SUPPLIED PASSAGE START

The day that the Bais Hamikdash was built was a day of unparalleled joy. Yet, regarding that same day, the gemara[5] applies the verse[6], “For this city has been to Me a provocation of My anger and of My fury, from the day they built it until today.” The gemara explains that the reason for G-d’s anger was because on that day Shlomo married the daughter of Pharaoh.
The gemara[7] also notes that on the day when the Bais Hamikdash was completed and Shlomo married the daughter of Pharaoh, the angel Gavriel thrust a reed into the sea, around which mud gathered and eventually grew into ‘Rome of Italia’ which would one day destroy the Bais Hamikdash. In other words, on the very day when Klal Yisroel was celebrating the completion of the Bais Hamikdash, the seeds of its destruction were sown.
What was the ultimate root-cause of the destruction? Because Shlomo felt he was ‘wiser than the Torah’. He felt that a commandment in the Torah did not apply to him because he was above it. In so doing he dug his own grave, as it were. The wives he married were clandestinely faithful to their idolatry, and eventually became the bane of Shlomo.

SUPPLIED PASSAGE END

ASSIGNMENT A:
In the passage on the Bais Hamikdash, what does the gemara give as the reason for G-d's anger on the day it was built?
ASSIGNMENT B:
From the passage on the Bais Hamikdash, extract word for word the part that opens with the words containing "The gemara[7] also" and closes with "bane of Shlomo.".

RECORD SET START

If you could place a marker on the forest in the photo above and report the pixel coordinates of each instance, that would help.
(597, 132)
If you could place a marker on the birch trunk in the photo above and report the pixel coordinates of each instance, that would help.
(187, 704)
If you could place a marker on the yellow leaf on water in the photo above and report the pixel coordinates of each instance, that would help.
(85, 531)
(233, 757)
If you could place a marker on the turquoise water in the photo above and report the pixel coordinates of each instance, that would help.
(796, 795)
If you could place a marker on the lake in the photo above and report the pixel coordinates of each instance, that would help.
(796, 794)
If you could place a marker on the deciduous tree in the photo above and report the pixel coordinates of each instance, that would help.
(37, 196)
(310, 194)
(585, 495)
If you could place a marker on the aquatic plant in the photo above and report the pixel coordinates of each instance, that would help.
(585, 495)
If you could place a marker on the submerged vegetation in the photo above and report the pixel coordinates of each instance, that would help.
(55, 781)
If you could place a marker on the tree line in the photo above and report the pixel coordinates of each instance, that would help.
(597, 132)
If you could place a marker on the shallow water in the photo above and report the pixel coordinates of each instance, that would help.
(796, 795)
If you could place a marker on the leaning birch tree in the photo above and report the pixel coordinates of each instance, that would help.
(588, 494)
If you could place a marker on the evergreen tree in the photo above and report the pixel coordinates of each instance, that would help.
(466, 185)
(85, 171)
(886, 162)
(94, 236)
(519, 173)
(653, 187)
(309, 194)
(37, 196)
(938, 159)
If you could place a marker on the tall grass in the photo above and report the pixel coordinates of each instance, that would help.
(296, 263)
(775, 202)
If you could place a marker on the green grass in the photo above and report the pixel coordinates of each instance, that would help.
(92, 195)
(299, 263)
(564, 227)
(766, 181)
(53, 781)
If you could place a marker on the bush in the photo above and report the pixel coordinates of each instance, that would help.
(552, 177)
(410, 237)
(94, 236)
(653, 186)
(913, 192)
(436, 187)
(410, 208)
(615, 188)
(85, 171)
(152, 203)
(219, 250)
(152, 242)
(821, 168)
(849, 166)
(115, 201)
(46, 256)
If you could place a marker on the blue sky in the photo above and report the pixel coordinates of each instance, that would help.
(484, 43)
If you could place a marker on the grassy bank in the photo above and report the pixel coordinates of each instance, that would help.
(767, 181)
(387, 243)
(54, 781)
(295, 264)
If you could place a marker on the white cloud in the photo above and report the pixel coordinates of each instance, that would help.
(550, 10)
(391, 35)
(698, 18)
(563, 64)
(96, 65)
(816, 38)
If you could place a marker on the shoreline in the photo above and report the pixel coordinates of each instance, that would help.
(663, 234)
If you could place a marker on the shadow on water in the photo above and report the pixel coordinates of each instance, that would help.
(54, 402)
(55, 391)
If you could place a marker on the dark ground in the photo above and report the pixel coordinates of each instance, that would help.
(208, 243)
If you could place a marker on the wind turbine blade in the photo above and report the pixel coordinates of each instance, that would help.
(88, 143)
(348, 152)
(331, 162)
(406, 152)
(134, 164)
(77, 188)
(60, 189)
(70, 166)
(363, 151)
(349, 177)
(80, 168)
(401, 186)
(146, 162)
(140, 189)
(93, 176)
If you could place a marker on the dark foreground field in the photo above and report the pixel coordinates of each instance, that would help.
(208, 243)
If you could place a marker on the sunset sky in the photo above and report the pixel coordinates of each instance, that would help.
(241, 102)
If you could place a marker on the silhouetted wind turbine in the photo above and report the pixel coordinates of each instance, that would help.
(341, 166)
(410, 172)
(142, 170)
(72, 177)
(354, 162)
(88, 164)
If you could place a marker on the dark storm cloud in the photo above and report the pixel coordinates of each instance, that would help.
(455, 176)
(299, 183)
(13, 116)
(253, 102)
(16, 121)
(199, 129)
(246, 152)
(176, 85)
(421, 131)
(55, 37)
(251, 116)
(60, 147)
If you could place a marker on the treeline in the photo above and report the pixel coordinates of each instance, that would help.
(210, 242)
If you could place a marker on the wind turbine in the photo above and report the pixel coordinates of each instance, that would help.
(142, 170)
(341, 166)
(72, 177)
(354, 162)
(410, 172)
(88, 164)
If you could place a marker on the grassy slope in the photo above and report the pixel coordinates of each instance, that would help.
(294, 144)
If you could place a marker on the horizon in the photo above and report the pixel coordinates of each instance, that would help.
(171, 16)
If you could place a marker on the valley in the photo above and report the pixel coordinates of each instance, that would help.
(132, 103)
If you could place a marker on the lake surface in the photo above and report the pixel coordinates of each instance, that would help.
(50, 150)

RECORD SET END

TASK ANSWER A:
On that day Shlomo married the daughter of Pharaoh.

TASK ANSWER B:
The gemara[7] also notes that on the day when the Bais Hamikdash was completed and Shlomo married the daughter of Pharaoh, the angel Gavriel thrust a reed into the sea, around which mud gathered and eventually grew into ‘Rome of Italia’ which would one day destroy the Bais Hamikdash. In other words, on the very day when Klal Yisroel was celebrating the completion of the Bais Hamikdash, the seeds of its destruction were sown.
What was the ultimate root-cause of the destruction? Because Shlomo felt he was ‘wiser than the Torah’. He felt that a commandment in the Torah did not apply to him because he was above it. In so doing he dug his own grave, as it were. The wives he married were clandestinely faithful to their idolatry, and eventually became the bane of Shlomo.